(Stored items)
####################

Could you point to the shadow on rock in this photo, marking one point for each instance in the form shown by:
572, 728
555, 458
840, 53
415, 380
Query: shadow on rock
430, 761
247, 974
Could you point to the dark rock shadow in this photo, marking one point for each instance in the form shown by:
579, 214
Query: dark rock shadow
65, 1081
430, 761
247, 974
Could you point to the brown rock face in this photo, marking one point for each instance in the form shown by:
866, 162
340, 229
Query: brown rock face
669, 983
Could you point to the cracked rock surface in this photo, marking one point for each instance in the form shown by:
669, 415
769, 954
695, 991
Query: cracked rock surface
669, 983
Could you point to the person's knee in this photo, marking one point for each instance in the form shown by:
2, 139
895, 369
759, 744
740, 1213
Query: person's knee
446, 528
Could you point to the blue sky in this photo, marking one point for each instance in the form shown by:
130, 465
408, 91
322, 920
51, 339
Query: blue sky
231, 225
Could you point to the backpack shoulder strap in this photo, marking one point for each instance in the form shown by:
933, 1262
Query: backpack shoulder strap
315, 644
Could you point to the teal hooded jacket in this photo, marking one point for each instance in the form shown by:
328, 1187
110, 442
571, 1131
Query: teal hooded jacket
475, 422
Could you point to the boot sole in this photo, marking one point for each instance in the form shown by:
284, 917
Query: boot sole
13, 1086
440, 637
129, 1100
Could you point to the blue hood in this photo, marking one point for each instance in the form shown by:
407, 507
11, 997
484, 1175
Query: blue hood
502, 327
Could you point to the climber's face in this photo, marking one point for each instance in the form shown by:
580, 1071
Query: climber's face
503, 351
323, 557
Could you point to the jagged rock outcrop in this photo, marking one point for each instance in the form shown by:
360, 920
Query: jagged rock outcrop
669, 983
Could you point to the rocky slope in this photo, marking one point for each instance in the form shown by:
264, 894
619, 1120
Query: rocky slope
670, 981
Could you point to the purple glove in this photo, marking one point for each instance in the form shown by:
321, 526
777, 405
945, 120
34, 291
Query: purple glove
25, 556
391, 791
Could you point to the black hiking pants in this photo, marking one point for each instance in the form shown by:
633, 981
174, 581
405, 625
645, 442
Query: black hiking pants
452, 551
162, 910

####################

Aim: Reproduce the part of the entries that opens with the line containing "Could you point to the blue hood" and runs through the end of the entries, keeping the requests in place. Shift every coordinate in the answers by -32 and leave all other numbers unchanged.

Task answer:
Could you point to the blue hood in this photo, marking one point for each instance in the form shown by:
407, 507
11, 997
484, 1175
Query: blue hood
470, 295
Could you point to the climber's face in this photo, marking one point for each instance in the form shown by:
580, 1071
Query: climber's face
471, 319
291, 525
Could you point to the jagged rock outcrop in this photo, marking one point for each instance in the form shown by:
360, 920
Query: jagged rock outcrop
637, 951
Could you point to the rocky slope in this photo, marking one point for each instance in the form shown by:
264, 894
619, 1120
Query: rocky slope
638, 949
Could you point to the purple glove in this photo, marking one point for each instance in the form shown by:
321, 526
777, 405
945, 120
34, 291
Query: purple glove
-7, 524
359, 759
Could you point to the black hiking pants in this photo, marking one point for each instance in the form shown by:
633, 981
174, 581
405, 625
645, 442
Query: black hiking pants
420, 519
130, 878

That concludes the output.